Exact copy, no pictures: output all the records that follow.
Start of GIVEN DATA
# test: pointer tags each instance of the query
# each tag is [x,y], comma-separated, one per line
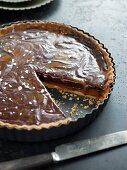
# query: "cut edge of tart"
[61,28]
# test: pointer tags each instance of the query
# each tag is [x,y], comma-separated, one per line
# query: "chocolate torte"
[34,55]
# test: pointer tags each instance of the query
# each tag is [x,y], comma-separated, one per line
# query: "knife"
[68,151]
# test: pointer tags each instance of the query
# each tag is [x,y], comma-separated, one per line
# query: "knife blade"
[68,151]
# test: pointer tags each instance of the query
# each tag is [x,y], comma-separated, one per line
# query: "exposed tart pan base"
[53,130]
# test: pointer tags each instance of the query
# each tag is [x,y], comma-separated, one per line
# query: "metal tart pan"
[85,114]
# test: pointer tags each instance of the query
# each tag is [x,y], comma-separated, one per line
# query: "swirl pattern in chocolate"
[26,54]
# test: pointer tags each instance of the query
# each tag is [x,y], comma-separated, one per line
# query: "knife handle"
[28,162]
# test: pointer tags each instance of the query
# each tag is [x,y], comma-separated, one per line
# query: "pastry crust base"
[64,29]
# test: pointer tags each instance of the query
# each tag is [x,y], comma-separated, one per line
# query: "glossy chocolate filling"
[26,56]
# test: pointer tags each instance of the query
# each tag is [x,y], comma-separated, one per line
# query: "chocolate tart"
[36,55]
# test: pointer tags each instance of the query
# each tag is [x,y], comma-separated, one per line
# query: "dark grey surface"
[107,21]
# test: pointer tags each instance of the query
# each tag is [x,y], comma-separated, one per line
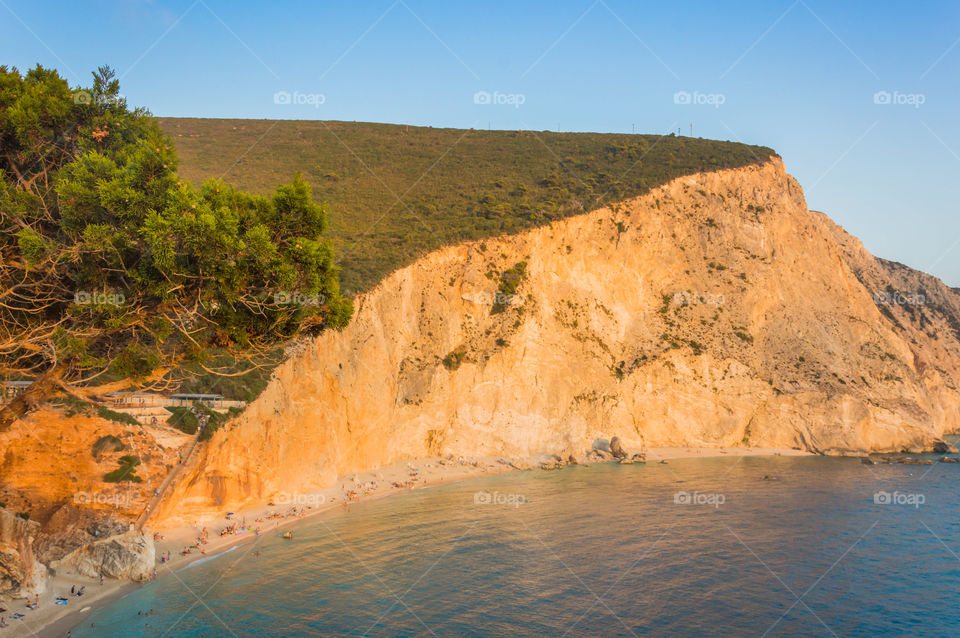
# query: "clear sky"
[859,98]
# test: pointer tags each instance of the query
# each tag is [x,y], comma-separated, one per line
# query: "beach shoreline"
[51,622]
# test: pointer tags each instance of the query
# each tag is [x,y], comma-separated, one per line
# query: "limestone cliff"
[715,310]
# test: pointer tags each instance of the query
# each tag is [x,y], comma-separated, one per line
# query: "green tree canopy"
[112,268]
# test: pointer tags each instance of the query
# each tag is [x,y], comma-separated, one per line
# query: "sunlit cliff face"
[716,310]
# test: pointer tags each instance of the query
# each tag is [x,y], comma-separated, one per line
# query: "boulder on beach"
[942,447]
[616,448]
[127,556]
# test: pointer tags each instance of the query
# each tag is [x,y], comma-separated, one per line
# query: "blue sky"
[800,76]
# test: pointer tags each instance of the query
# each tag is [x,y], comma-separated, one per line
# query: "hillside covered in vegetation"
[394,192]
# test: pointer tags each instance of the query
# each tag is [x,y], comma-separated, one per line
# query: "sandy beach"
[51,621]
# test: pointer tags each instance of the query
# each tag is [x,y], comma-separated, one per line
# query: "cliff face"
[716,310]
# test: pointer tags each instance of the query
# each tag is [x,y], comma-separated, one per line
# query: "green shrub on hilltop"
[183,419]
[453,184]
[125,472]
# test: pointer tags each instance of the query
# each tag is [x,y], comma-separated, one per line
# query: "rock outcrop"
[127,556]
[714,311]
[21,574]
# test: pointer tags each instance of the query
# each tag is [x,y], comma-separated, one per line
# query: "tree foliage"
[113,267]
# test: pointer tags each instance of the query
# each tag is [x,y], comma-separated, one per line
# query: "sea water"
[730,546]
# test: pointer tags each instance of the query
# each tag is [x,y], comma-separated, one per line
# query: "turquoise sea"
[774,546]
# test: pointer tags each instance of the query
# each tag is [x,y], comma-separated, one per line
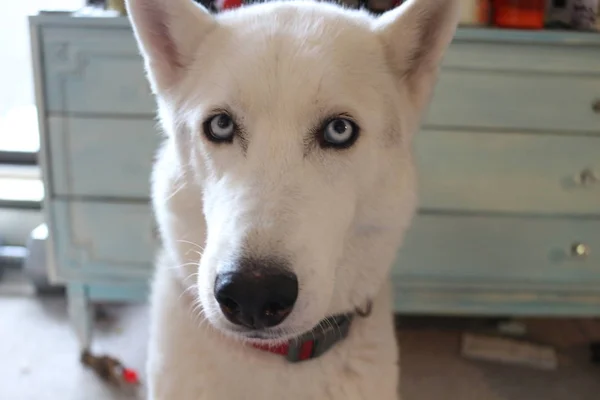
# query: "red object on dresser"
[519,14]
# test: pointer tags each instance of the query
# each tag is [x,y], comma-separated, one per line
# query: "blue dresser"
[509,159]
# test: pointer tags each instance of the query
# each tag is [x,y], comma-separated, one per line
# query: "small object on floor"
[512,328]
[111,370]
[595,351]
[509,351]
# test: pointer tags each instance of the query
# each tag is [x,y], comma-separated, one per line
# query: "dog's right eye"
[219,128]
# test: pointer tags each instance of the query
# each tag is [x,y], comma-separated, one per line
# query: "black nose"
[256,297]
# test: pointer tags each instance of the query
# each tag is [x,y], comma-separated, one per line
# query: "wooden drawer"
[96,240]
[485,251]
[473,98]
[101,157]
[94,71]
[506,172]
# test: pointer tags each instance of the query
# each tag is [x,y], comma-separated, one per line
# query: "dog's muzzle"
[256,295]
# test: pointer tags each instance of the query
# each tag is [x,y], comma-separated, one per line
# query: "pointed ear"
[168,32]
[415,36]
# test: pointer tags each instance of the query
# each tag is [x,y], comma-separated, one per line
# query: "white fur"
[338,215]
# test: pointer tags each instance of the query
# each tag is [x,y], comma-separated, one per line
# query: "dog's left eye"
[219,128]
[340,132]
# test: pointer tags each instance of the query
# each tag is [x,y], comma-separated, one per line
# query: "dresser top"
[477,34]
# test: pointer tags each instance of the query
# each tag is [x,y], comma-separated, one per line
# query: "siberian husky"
End of GIVEN DATA
▸ WRITTEN SOLUTION:
# test: pointer tags each instance of the query
# each tag is [x,y], comma-separated, one per line
# query: "cut edge of tart"
[61,28]
# test: pointer tags each instance of the query
# each tag is [x,y], comma-separated, one per line
# query: "chocolate torte"
[34,55]
# test: pointer tags each instance of the query
# each tag is [x,y], comma-separated, one per line
# query: "knife"
[68,151]
# test: pointer tags each instance of the query
# each tag is [x,y], comma-separated, one per line
# query: "knife blade"
[68,151]
# test: pointer tags each instance of the query
# each tag is [x,y], comma-separated, one per line
# query: "exposed tart pan base"
[53,130]
# test: pointer tags each instance of the query
# each tag is [x,y], comma-separated, one per line
# query: "metal tart pan"
[85,114]
# test: pointer tags each instance of the query
# each tag is [x,y], comma-separated, one per line
# query: "swirl pattern in chocolate"
[26,54]
# test: pointer tags each instance of the query
# each tag is [x,y], comma-separated, one per line
# query: "knife handle"
[28,162]
# test: pointer tags each instance of the query
# each tag is [x,y], comma-separated, one per line
# query: "pastry crust base"
[64,29]
# test: pointer tags each instance of the query
# each tag is [x,y], comma-separated, one per line
# query: "glossy chocolate filling"
[26,56]
# test: pointer tags each instance of the query
# each tag is [x,y], comma-separated, one per line
# query: "chocolate tart"
[36,55]
# test: pointer tags each instance of the query
# each tag is [x,y], comma-separated, one per line
# query: "dark grey surface"
[107,21]
# test: pointer tags each instance of the query
# each tag is [x,y], comma-separated, one per line
# query: "clear sky"
[859,98]
# test: pointer tags each instance of the query
# each tag is [x,y], comma-separated, one per line
# query: "beach shoreline"
[51,622]
# test: pointer tags each instance of the query
# each tag is [x,y], comma-separated, one per line
# query: "limestone cliff"
[715,310]
# test: pointer tags each instance of the query
# each tag is [x,y], comma-separated, one per line
# query: "green tree canopy"
[112,268]
# test: pointer tags each instance of the query
# each tag is [x,y], comma-separated, one per line
# query: "sunlit cliff face"
[716,310]
# test: pointer tags each instance of the query
# each tag is [x,y], comma-separated, one per line
# query: "boulder on beach"
[942,447]
[616,448]
[127,556]
# test: pointer tags each instance of the query
# each tag is [x,y], comma-separated, one per line
# query: "blue sky"
[800,76]
# test: pointer tags each instance of the query
# each tag is [x,y], comma-separated, one per line
# query: "hillside covered in vegetation"
[394,192]
# test: pointer tags each instance of the query
# each tag is [x,y], comma-separated, one per line
# query: "sandy beach"
[51,621]
# test: pointer tags each instance of the query
# each tag is [x,y], comma-separated, one per line
# query: "cliff face"
[716,310]
# test: pointer tags each instance of the query
# each tag is [x,y], comma-separated, one per line
# query: "green shrub on hilltop"
[183,419]
[453,184]
[125,472]
# test: pointer tags each instance of the query
# each tag is [x,y], comma-separated, one per line
# query: "rock outcrop"
[127,556]
[714,311]
[21,574]
# test: pointer tags each instance of the query
# each tag is [x,y], comma-separated, one per line
# query: "tree foliage"
[113,267]
# test: pointer tags each instance of the query
# each tag is [x,y], comma-separated, one per line
# query: "sea water"
[730,546]
# test: pointer tags each instance of the query
# each tag is [x,y], comma-separated, one per line
# query: "turquoise sea"
[774,546]
# test: pointer tags each instance of the query
# each tag is [x,y], comma-separated, one per line
# query: "red object on dresser"
[519,14]
# test: pointer tags each instance of the query
# each tag is [x,y], comma-separated, one per line
# query: "blue dresser"
[509,159]
# test: pointer tags each instance of the query
# each tag is [x,y], comma-separated, one per line
# query: "small object on floor"
[512,328]
[111,370]
[595,351]
[509,351]
# test: pointer tags each instance of the query
# each tag is [x,y], comma-separated, one per line
# query: "dog's right eye"
[219,128]
# test: pointer tags each instance of the query
# each tag is [x,y], comma-separated, one per line
# query: "black nose"
[256,297]
# test: pointer tags each instance of the query
# each tag is [x,y], comma-separated, one per line
# query: "wooden drawer"
[96,240]
[485,251]
[473,98]
[101,157]
[94,71]
[506,172]
# test: pointer tags each instance of the query
# each tag is [x,y], comma-separated, one per line
# query: "dog's muzzle"
[256,295]
# test: pointer tags each instance of the query
# each tag is [x,y], comma-separated, one per line
# query: "pointed ear"
[168,32]
[415,36]
# test: pointer tags each instance of the query
# each tag is [x,y], comma-separated, one per line
# query: "white fur"
[338,215]
# test: pointer tags each instance of the query
# each tag is [x,y], comma-separated, one per line
# query: "dog's left eye"
[219,128]
[340,132]
# test: pointer tags each instance of the query
# each tag is [x,y], comma-separated, one per line
# query: "dresser top"
[477,34]
# test: pointer tags each instance of the query
# each tag is [x,y], comma-separated, one per line
# query: "siberian husky"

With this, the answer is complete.